It’s increasingly considered a delicacy. It’s the choice to make if you have one, the option to go for in a restaurant. But wild salmon is such a rarity, and expensive with it, that the chances are if you eat salmon regularly, it’s the farmed variety (assuming you’re not eating the tinned kind). And that is nowhere near as good for you. ‘It’s just not worth eating’ is the line. Or at least that’s a widely held belief, an instance of the misguided thinking that automatically privileges the organic over the farmed, the ‘natural’ over the ‘man made’. The thing is, it’s not true.
The main reason for eating salmon – aside from the protein – is that it’s packed with essential long-chained omega-3 fatty acids – they’re the ones our bodies need to quell inflammation and shift the membrane composition of our cells. And farmed salmon actually has more of this than the wild Atlantic variety – typically around 4.4 grams per six ounce portion, versus 2 grams. As for omega-6 fats – which our bodies also need, in balance with those omega-3s… Yes, farmed salmon has 3.3 grams versus 0.3 grams of omega-6, but the ratio between the two in each instance is exceptionally good, and it’s the balance (you want more omega-3 than 6 in your diet) that matters.

Natural-language region descriptions |
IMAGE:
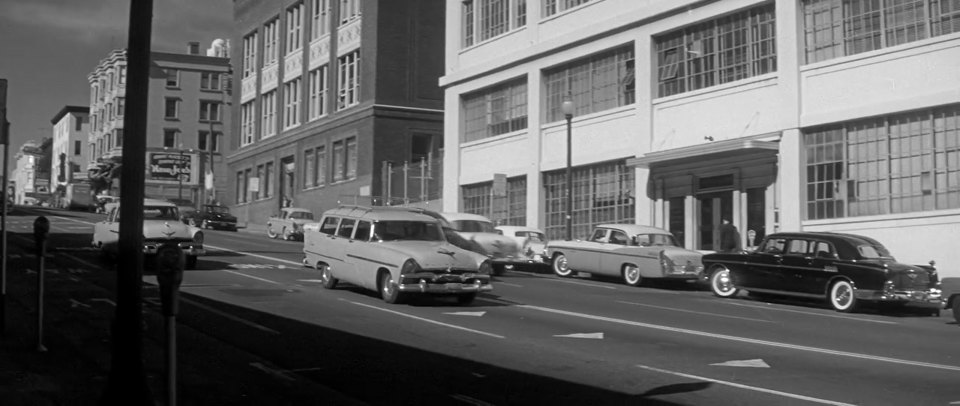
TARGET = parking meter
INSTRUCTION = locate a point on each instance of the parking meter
(170, 263)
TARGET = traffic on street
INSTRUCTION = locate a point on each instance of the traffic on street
(536, 337)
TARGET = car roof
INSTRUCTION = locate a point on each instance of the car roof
(634, 229)
(384, 213)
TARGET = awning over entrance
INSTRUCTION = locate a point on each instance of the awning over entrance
(707, 151)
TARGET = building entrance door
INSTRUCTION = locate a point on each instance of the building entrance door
(713, 207)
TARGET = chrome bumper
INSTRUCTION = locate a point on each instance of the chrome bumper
(428, 282)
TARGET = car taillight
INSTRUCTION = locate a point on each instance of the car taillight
(410, 266)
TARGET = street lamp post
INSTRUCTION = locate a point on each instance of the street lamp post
(567, 108)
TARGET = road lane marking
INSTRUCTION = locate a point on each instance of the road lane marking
(425, 320)
(250, 276)
(745, 340)
(295, 263)
(581, 283)
(747, 387)
(803, 312)
(695, 312)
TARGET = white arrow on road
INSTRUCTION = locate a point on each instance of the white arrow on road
(594, 336)
(474, 314)
(748, 363)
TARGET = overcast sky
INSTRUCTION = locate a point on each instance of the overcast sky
(48, 47)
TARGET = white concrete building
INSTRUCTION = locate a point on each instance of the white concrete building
(815, 115)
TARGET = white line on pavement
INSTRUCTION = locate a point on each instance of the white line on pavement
(747, 340)
(695, 312)
(423, 319)
(753, 388)
(802, 312)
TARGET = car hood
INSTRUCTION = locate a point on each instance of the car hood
(436, 254)
(494, 244)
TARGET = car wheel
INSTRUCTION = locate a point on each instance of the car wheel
(326, 278)
(560, 266)
(388, 290)
(466, 298)
(631, 275)
(842, 297)
(191, 262)
(721, 283)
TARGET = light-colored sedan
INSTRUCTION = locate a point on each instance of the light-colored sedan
(531, 241)
(161, 225)
(630, 251)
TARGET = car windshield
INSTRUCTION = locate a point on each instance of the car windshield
(658, 240)
(301, 215)
(474, 226)
(407, 230)
(532, 236)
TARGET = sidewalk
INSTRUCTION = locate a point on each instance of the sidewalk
(78, 311)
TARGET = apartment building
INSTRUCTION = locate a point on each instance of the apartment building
(68, 163)
(332, 94)
(815, 115)
(188, 105)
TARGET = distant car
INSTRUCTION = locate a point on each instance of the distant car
(161, 224)
(289, 223)
(630, 251)
(394, 252)
(210, 216)
(532, 242)
(844, 269)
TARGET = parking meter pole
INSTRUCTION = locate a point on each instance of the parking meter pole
(41, 227)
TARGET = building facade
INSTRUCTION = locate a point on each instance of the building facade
(187, 108)
(70, 131)
(332, 94)
(815, 115)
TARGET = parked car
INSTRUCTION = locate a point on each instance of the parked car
(630, 251)
(532, 242)
(289, 223)
(394, 252)
(844, 269)
(161, 224)
(210, 216)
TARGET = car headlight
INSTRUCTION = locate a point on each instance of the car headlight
(410, 266)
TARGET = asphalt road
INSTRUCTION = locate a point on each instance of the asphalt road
(538, 338)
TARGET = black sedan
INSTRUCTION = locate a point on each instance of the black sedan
(844, 269)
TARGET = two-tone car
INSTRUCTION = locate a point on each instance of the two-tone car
(632, 252)
(161, 225)
(532, 242)
(843, 269)
(289, 223)
(397, 253)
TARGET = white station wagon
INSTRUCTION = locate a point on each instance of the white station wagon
(161, 224)
(393, 251)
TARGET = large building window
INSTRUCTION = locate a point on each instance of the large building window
(485, 19)
(268, 107)
(248, 112)
(318, 92)
(718, 51)
(320, 19)
(835, 28)
(345, 159)
(271, 36)
(294, 28)
(602, 193)
(896, 164)
(495, 111)
(291, 103)
(597, 83)
(250, 55)
(551, 7)
(348, 78)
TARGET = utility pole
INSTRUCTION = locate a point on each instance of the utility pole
(127, 382)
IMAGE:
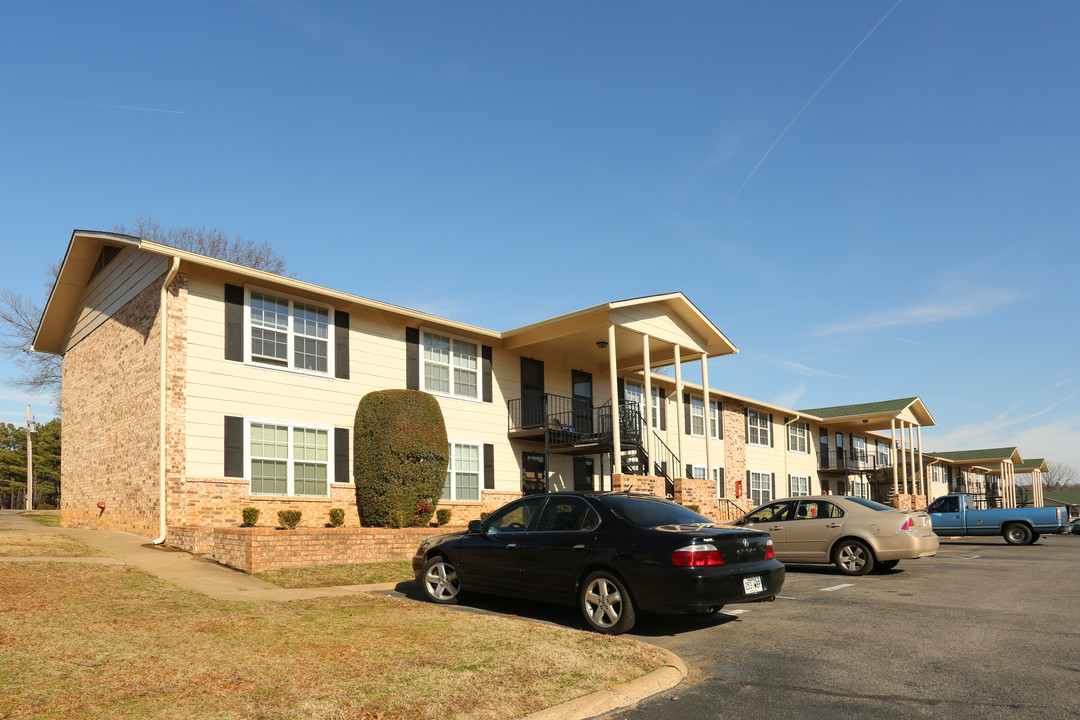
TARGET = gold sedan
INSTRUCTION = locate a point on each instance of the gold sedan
(856, 535)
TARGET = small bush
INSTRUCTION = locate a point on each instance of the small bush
(289, 518)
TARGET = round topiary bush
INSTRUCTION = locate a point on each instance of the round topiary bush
(401, 454)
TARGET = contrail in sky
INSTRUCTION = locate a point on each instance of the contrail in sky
(120, 107)
(802, 109)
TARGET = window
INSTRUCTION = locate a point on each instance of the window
(450, 366)
(760, 488)
(288, 460)
(757, 429)
(798, 437)
(288, 334)
(462, 475)
(800, 485)
(714, 420)
(697, 417)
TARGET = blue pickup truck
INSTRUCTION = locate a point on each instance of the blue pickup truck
(957, 515)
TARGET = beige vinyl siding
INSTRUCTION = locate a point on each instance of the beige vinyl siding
(123, 279)
(658, 326)
(217, 388)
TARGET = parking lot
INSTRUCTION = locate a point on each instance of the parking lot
(983, 629)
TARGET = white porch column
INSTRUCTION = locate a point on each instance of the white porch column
(648, 405)
(678, 408)
(895, 454)
(704, 384)
(616, 409)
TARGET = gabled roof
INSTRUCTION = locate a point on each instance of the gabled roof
(987, 456)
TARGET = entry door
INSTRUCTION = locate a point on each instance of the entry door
(532, 410)
(583, 479)
(582, 401)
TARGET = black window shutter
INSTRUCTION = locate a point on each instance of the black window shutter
(234, 323)
(340, 344)
(488, 466)
(340, 454)
(413, 358)
(233, 446)
(485, 353)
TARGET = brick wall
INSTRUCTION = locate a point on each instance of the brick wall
(254, 549)
(110, 408)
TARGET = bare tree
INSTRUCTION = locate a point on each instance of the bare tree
(1061, 476)
(19, 315)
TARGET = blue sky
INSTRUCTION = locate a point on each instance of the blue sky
(872, 200)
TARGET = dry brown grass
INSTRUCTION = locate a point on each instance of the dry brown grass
(39, 544)
(327, 575)
(109, 641)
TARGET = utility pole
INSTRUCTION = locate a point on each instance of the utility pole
(29, 460)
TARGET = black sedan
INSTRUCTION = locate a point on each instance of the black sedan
(613, 555)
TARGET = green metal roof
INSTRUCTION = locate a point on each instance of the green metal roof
(995, 454)
(863, 408)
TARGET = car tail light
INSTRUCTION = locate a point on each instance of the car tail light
(697, 556)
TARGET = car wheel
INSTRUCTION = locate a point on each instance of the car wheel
(853, 557)
(881, 566)
(605, 603)
(1016, 533)
(440, 581)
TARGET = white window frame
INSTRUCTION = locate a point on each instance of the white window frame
(451, 487)
(291, 331)
(801, 492)
(761, 428)
(697, 412)
(451, 366)
(798, 437)
(291, 460)
(760, 488)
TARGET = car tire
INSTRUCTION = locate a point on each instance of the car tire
(1017, 533)
(440, 581)
(882, 566)
(605, 603)
(853, 557)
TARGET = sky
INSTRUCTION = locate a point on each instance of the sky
(871, 199)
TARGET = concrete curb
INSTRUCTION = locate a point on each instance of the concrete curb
(618, 697)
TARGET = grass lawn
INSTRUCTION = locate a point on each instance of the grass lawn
(109, 641)
(361, 573)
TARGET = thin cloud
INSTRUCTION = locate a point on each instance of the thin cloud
(970, 303)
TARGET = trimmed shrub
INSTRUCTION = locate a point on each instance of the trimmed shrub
(250, 515)
(289, 518)
(400, 458)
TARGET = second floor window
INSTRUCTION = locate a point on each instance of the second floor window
(798, 437)
(288, 334)
(450, 366)
(757, 429)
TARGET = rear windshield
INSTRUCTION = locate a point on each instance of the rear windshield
(873, 505)
(651, 512)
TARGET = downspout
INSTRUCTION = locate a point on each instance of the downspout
(162, 445)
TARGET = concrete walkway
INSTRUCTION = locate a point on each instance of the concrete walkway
(201, 575)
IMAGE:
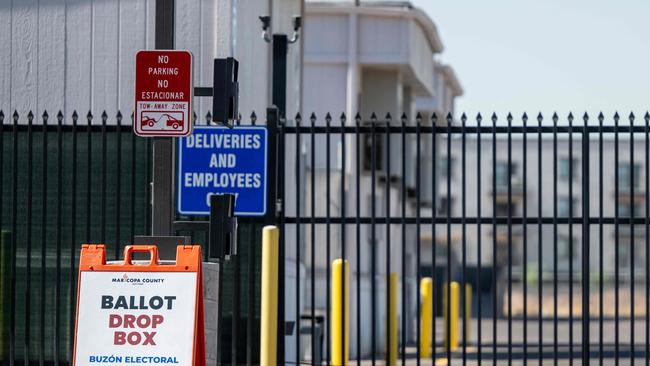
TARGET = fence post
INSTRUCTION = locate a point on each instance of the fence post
(468, 313)
(426, 292)
(340, 330)
(450, 311)
(269, 310)
(392, 313)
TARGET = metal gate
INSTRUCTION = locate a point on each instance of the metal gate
(534, 214)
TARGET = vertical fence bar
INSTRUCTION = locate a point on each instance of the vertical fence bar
(14, 247)
(132, 188)
(14, 222)
(357, 182)
(449, 248)
(494, 240)
(479, 346)
(388, 244)
(509, 177)
(616, 243)
(586, 244)
(73, 231)
(540, 263)
(89, 118)
(434, 257)
(632, 208)
(59, 224)
(328, 169)
(555, 304)
(298, 241)
(344, 269)
(312, 156)
(2, 167)
(463, 193)
(28, 257)
(418, 242)
(147, 202)
(403, 233)
(251, 301)
(601, 269)
(570, 118)
(524, 119)
(104, 177)
(282, 250)
(373, 236)
(250, 280)
(647, 237)
(41, 331)
(118, 184)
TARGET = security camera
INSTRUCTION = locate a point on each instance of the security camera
(266, 24)
(297, 23)
(266, 21)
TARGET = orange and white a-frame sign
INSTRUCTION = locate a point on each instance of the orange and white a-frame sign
(139, 313)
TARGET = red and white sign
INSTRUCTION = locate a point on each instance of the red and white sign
(163, 93)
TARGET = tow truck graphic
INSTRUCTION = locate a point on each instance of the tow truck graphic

LIST OF TASKS |
**a)** Answer these questions from the salmon passage:
(i) How many grams of long-chained omega-3 fatty acids does a six ounce portion of farmed salmon typically contain, compared with wild Atlantic salmon?
(ii) How many grams of omega-6 does farmed salmon have, compared with wild?
(iii) According to the widely held belief the passage describes, what is automatically privileged over what?
**b)** Please copy the part of the salmon passage starting with "It’s increasingly considered" and going on through "it’s not true.".
**c)** Recast the salmon passage's paragraph beginning "The main reason for eating salmon" as a short list that keeps its main facts.
The rows come from a separate source, not from the salmon passage.

SOLUTIONS PER TASK |
**a)**
(i) Around 4.4 grams for farmed salmon, versus 2 grams for wild Atlantic salmon.
(ii) Farmed salmon has 3.3 grams of omega-6, versus 0.3 grams.
(iii) The organic over the farmed, and the "natural" over the "man made".

**b)**
It’s increasingly considered a delicacy. It’s the choice to make if you have one, the option to go for in a restaurant. But wild salmon is such a rarity, and expensive with it, that the chances are if you eat salmon regularly, it’s the farmed variety (assuming you’re not eating the tinned kind). And that is nowhere near as good for you. ‘It’s just not worth eating’ is the line. Or at least that’s a widely held belief, an instance of the misguided thinking that automatically privileges the organic over the farmed, the ‘natural’ over the ‘man made’. The thing is, it’s not true.

**c)**
- Besides protein, the main reason to eat salmon is its essential long-chained omega-3 fatty acids, which the body needs to quell inflammation and shift the membrane composition of cells.
- Farmed salmon has more omega-3 than wild Atlantic salmon: typically around 4.4 grams per six ounce portion, versus 2 grams.
- Farmed salmon also has more omega-6: 3.3 grams versus 0.3 grams.
- In both kinds, the ratio between omega-3 and omega-6 is exceptionally good.
- What matters is the balance: you want more omega-3 than omega-6 in your diet.